These and other educational video games expose students to the heroism of important civil rights figures, and inspire them to emulate these heroes’ compassion and perseverance in their own lives.

GAMERS HELP ENHANCE FARMLAND MAPPING, MONITOR GLOBAL FOOD SUPPLY THROUGH PLAY

Video game players around the world are helping real-world farmers classify unidentified cropland and refine existing maps, enabling on-the-ground organizations to better track food harvests.

Cropland Capture, a game launched by the International Institute for Applied Systems Analysis (IIASA) and hosted by the Geo-Wiki Project, challenges players to examine Google Earth images and detect croplands. Players earn points based on how many fields they identify. At the end of the game's six-month tournament, those at the top of the leaderboard will be entered into a drawing for a chance to win prizes such as a brand-new smartphone or tablet device.

Cropland Capture

Screenshot from IIASA’s Cropland Capture

Within the first week of Cropland Capture’s release, players had identified 65,000 square kilometers of cropland, proving to be just as successful as cropland experts. The IIASA plans to use thousands of data points gathered from game play to improve contemporary satellite cropland maps, which currently feature coarse resolution and limited national data. These enhanced maps will ultimately help organizations better understand global food security, identify yield gaps, and monitor crops affected by droughts.

Cropland Capture adds to a growing genre of crowdsourcing games that aim to solve complex scientific problems. Foldit, a game from researchers at the University of Washington, challenges online gamers to figure out how to fold proteins into their complex 3D forms through a series of 10 puzzles, helping scientists enhance their understanding of protein structures. In addition, Massachusetts Institute of Technology researchers developed EyeWire, a game in which players must color in 3D images of the retina in order to build a map of neural connections between our eyes and our brains. Both games have been highly successful: Foldit players redesigned an existing protein to increase its efficiency more than eighteenfold and EyeWire players have mapped more than one million 3D neuron cubes.

Cropland Capture and other crowdsourcing games are more than entertainment – they help scientists improve real-life issues such as global health and food security. To play CropLand Capture, visit: http://bit.ly/1cCIpRP.

▶ [Source information]
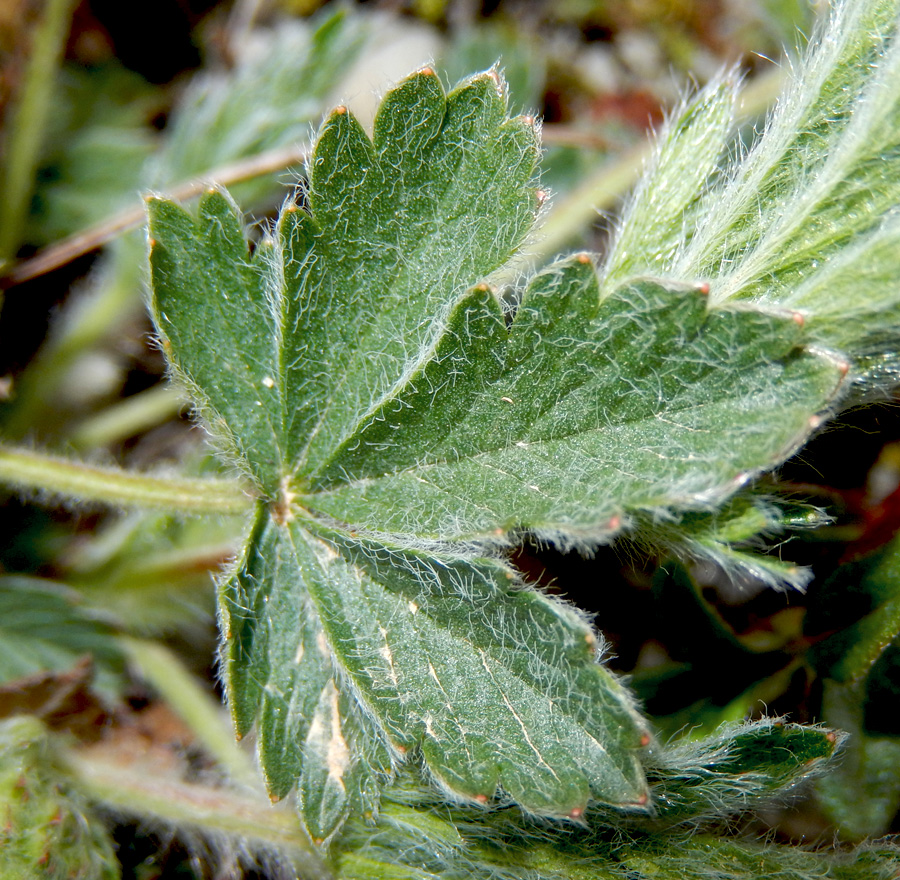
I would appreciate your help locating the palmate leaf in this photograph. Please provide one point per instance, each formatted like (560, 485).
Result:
(359, 368)
(582, 412)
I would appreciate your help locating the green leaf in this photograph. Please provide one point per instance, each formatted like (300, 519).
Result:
(509, 694)
(211, 307)
(860, 602)
(734, 536)
(377, 284)
(661, 214)
(42, 629)
(493, 683)
(806, 220)
(861, 796)
(258, 105)
(48, 832)
(278, 665)
(582, 413)
(385, 405)
(738, 768)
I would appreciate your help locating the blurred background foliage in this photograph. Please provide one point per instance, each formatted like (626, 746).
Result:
(153, 95)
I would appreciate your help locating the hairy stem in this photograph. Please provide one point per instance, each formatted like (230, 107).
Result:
(216, 813)
(36, 471)
(29, 120)
(167, 675)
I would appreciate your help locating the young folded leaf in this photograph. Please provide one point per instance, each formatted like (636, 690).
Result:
(399, 422)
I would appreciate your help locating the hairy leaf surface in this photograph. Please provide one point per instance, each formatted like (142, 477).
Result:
(581, 413)
(360, 367)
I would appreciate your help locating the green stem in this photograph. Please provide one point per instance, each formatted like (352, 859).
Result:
(28, 122)
(193, 704)
(27, 469)
(128, 417)
(251, 823)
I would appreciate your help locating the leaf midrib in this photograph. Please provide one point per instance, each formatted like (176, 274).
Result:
(414, 256)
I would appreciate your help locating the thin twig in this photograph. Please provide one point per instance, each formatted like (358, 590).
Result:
(84, 242)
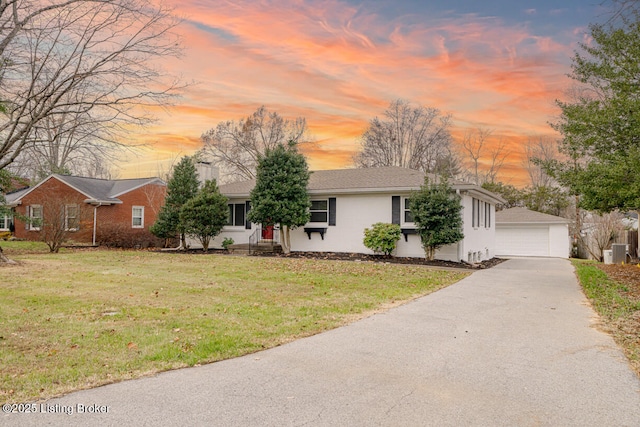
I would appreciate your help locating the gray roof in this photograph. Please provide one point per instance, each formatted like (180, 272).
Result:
(349, 181)
(95, 190)
(525, 216)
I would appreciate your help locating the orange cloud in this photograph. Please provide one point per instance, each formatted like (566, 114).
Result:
(340, 65)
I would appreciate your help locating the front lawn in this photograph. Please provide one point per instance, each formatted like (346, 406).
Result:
(614, 292)
(84, 318)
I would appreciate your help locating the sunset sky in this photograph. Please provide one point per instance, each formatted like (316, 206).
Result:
(498, 65)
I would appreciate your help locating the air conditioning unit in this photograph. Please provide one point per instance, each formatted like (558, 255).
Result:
(619, 253)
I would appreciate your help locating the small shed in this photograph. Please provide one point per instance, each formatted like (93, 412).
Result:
(523, 232)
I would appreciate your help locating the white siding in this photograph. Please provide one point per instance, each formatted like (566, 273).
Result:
(354, 213)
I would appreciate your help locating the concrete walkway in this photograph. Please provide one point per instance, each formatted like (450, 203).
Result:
(515, 345)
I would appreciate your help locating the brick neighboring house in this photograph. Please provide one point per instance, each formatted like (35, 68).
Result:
(93, 210)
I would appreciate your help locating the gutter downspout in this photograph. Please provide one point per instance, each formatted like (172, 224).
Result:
(460, 249)
(95, 221)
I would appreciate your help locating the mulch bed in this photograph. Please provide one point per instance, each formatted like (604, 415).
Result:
(345, 256)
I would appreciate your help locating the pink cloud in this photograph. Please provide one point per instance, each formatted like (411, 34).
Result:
(340, 65)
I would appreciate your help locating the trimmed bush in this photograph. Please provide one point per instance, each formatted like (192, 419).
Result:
(382, 237)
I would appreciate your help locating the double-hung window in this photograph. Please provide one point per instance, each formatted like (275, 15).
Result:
(236, 215)
(137, 217)
(5, 222)
(35, 217)
(319, 211)
(487, 215)
(407, 216)
(71, 218)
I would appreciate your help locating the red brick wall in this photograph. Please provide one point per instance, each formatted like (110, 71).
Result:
(109, 217)
(52, 195)
(150, 196)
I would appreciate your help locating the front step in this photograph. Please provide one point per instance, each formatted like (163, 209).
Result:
(262, 247)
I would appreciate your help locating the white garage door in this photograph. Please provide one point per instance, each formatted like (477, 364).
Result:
(522, 241)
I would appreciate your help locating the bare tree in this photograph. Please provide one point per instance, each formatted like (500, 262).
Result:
(78, 72)
(67, 145)
(408, 136)
(58, 219)
(236, 146)
(483, 162)
(599, 231)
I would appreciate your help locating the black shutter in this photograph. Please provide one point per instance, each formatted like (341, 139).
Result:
(332, 211)
(395, 209)
(247, 208)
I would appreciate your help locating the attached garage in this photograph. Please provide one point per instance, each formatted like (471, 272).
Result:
(522, 232)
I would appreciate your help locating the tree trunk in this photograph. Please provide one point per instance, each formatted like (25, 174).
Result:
(4, 259)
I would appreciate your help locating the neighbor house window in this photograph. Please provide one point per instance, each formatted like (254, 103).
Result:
(35, 217)
(407, 215)
(319, 211)
(137, 217)
(71, 220)
(236, 214)
(5, 222)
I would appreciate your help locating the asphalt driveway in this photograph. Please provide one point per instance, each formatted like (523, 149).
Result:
(514, 345)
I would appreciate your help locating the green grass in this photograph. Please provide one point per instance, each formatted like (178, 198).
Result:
(620, 312)
(83, 318)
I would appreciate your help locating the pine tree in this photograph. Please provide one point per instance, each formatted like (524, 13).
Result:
(204, 215)
(601, 127)
(436, 211)
(280, 195)
(182, 186)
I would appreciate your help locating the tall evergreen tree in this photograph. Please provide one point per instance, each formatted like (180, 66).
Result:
(182, 186)
(436, 211)
(601, 127)
(204, 215)
(280, 195)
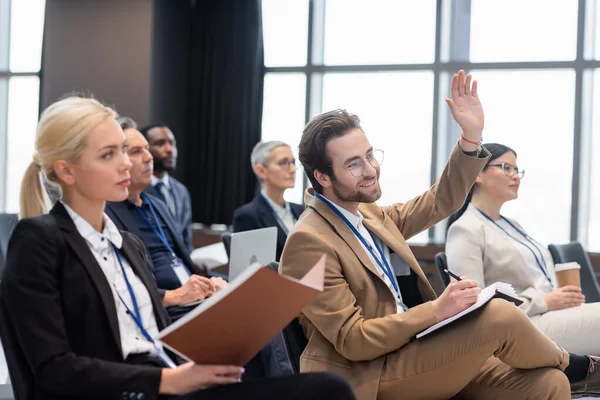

▶ [What this task involves]
Translate this sentence from the farmland-mapping article into Spanish: "Players earn points based on how many fields they identify."

▶ [Exercise output]
Los jugadores ganan puntos según la cantidad de campos que identifican.